**EXERCISE OBJECTIVE:** Would you return the lines between the one holding "Reviewer note: confirm that each instance of the metal" and the one holding "Reviewer note: confirm that each instance of the house", inclusive, and only those, exactly as they stand in the listing below?

**STUDY MATERIAL:**

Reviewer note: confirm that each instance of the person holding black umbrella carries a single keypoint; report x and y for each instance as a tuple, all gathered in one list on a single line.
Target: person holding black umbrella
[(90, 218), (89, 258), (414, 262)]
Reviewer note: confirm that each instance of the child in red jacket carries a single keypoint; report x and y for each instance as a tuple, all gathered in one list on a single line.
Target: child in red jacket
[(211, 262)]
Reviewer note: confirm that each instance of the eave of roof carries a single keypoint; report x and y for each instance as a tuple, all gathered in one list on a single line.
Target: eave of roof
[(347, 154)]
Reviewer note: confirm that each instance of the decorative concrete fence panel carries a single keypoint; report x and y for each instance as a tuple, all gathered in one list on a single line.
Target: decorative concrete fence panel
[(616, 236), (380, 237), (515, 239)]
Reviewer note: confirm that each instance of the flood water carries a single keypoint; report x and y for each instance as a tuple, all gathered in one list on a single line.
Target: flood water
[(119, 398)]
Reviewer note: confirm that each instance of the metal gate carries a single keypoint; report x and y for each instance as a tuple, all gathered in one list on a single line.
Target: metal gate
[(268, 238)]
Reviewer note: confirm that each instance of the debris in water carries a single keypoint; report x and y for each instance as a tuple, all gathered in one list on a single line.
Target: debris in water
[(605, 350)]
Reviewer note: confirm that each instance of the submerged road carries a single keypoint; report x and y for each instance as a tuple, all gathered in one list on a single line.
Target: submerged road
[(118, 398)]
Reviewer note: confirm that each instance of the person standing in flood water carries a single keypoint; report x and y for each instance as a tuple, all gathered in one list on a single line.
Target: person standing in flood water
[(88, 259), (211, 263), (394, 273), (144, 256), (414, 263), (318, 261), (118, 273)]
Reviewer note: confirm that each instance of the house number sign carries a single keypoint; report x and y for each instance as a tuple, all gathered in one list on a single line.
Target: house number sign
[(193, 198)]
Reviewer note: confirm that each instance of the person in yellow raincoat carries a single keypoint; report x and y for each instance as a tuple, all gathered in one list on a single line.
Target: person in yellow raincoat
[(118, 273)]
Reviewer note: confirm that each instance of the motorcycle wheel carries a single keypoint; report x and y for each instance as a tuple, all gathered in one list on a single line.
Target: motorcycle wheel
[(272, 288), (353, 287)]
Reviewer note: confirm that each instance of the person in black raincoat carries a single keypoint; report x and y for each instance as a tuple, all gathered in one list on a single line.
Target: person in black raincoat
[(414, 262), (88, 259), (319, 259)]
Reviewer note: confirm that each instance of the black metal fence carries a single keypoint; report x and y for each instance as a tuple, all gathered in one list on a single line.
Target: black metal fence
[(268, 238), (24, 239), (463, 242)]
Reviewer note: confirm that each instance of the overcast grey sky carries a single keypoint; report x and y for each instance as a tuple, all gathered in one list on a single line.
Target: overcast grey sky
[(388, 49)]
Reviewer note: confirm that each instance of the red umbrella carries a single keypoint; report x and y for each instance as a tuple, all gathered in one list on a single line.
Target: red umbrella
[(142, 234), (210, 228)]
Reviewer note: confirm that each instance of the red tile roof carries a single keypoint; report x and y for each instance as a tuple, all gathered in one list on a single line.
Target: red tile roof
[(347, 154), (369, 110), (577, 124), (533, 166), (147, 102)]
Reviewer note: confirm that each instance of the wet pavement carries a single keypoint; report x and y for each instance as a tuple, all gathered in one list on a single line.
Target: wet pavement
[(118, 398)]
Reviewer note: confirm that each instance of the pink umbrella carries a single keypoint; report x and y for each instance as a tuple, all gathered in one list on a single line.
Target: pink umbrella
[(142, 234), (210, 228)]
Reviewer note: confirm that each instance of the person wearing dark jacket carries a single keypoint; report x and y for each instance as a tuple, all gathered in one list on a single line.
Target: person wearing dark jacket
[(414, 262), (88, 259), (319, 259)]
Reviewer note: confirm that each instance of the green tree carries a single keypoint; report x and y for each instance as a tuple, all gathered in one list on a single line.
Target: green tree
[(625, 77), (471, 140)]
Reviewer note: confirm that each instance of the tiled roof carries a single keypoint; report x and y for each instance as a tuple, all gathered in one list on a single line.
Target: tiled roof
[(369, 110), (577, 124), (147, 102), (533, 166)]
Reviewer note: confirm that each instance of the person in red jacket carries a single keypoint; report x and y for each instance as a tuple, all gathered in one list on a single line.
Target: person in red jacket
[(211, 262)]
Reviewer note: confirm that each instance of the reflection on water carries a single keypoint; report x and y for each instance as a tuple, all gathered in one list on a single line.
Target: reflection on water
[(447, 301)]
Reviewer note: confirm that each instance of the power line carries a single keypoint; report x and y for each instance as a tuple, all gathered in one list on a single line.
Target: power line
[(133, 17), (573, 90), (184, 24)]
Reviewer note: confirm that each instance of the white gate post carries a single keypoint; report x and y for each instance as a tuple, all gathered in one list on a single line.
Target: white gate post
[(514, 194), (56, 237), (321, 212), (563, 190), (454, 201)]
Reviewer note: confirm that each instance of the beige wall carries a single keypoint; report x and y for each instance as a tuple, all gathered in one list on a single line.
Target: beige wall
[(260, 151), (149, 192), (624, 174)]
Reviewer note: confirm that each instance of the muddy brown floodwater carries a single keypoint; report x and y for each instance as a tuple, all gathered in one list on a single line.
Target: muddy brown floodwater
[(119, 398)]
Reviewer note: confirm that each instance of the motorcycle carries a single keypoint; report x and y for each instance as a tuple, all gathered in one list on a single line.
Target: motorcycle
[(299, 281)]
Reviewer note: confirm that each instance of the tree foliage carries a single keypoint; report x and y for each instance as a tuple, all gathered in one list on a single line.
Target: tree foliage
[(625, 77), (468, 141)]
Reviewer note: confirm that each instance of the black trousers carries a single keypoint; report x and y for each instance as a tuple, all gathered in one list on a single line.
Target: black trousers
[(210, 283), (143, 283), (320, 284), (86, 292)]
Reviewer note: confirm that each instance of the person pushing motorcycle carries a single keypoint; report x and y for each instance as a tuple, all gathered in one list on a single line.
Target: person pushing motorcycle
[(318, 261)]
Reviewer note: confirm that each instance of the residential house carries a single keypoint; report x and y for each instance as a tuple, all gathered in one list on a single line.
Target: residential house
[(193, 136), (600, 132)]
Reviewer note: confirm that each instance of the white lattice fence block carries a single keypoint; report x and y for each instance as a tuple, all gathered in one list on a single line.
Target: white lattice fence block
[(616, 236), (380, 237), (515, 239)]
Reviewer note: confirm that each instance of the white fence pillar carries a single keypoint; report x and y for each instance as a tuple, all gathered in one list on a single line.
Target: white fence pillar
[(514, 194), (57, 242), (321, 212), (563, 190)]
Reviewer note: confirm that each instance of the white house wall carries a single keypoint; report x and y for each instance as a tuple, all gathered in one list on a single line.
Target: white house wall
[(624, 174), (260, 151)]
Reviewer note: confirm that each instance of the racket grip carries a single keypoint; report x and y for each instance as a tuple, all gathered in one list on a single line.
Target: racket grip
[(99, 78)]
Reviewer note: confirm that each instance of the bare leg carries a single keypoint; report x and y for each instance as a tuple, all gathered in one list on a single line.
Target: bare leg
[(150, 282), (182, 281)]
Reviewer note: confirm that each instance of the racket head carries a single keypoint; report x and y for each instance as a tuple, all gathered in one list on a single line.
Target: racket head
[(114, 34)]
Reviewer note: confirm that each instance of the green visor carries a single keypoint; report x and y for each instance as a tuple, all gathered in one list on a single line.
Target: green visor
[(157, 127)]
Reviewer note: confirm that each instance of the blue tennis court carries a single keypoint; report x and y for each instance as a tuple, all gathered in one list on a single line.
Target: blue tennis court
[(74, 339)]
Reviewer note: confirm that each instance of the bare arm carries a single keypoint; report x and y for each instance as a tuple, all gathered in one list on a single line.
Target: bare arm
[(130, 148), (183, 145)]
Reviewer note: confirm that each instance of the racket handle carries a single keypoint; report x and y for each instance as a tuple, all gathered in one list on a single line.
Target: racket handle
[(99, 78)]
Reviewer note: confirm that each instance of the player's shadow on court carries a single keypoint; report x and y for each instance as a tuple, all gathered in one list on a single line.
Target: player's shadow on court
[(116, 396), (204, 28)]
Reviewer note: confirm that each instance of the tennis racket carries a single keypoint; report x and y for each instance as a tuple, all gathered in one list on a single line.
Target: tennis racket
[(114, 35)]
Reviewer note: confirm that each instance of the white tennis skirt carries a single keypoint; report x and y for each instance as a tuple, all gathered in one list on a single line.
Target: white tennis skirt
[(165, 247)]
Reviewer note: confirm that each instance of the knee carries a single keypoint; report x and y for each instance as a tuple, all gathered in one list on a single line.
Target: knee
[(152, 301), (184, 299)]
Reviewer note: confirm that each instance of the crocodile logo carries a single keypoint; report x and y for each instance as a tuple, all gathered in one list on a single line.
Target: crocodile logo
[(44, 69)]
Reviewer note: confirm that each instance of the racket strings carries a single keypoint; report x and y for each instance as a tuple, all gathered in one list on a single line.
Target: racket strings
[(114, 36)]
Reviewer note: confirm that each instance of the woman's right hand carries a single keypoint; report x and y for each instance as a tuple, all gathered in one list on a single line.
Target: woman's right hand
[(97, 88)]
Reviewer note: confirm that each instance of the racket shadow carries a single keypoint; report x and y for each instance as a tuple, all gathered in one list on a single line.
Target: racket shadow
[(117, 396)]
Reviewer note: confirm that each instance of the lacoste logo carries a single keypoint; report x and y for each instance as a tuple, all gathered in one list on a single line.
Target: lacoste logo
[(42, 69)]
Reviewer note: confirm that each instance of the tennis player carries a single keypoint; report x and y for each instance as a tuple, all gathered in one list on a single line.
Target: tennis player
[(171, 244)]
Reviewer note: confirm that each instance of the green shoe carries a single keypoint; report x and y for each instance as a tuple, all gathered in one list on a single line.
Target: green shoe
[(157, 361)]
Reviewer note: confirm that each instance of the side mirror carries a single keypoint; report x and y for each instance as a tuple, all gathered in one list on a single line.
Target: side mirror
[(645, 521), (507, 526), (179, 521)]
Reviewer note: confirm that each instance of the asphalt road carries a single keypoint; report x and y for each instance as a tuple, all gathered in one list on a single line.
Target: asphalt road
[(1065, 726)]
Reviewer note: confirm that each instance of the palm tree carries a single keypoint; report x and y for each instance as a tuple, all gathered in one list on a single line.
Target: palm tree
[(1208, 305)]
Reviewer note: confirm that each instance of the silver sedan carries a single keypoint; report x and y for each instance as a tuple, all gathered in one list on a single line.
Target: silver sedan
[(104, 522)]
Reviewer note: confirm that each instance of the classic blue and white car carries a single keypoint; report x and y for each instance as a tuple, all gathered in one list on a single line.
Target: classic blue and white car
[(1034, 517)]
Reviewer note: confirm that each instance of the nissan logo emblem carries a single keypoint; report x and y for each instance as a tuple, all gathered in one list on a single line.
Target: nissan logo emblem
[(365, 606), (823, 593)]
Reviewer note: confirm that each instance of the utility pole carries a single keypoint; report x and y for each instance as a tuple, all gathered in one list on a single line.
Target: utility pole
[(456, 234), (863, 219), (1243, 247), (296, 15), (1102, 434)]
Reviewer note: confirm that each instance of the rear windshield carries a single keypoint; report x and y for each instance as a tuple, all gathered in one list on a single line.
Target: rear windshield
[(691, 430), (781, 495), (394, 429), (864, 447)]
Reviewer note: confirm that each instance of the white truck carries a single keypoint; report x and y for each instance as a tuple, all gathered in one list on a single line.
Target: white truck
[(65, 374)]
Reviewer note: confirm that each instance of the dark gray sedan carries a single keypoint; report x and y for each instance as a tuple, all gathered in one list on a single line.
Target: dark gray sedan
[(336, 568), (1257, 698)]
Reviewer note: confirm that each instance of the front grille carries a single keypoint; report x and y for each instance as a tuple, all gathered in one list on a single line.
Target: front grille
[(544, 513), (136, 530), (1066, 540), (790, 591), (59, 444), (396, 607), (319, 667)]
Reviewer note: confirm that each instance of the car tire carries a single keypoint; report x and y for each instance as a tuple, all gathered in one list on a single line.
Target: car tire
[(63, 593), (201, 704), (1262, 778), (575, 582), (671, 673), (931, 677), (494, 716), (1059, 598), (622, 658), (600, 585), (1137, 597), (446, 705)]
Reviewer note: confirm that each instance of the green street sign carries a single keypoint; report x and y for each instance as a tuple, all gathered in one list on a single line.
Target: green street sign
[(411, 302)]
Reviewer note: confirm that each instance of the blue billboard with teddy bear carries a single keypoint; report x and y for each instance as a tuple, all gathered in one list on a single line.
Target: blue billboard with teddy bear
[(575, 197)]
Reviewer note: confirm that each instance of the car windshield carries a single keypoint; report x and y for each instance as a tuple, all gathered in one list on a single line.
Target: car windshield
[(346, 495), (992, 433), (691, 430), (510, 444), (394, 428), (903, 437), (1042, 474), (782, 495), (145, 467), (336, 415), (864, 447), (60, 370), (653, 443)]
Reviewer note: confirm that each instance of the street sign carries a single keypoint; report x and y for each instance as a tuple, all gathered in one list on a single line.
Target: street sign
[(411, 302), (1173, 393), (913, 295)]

**EXPECTED ANSWER:**
Reviewer note: confirm that each instance of the metal gate carries a single keypoint; report x and y for each instance as a tuple, all gathered in one list on a single line.
Target: metal gate
[(268, 238)]
Reviewer note: confirm that each instance of the debris in water carries a single keypoint; report x and y for each instance as a tuple, all gathered in one list on a single line.
Target: debris in water
[(605, 350)]
Reviewer note: confirm that each instance of the submerged road carries a single keypoint; report x and y for each instance as a tuple, all gathered in one list on a single line.
Target: submerged road
[(118, 398)]
Reviewer note: confirm that each instance of the person standing in flood water carries a single keypoint; report x and y for each instance as a tuple, all gathered in one list on a single line.
Target: person standing in flood water
[(88, 259), (211, 263), (394, 273), (144, 256), (414, 263), (318, 261), (118, 273)]
Reviewer note: confirm that each instance of the house number sign carries a single keypoint; report x and y for each instance as a tuple, all gathered in one list on a single line.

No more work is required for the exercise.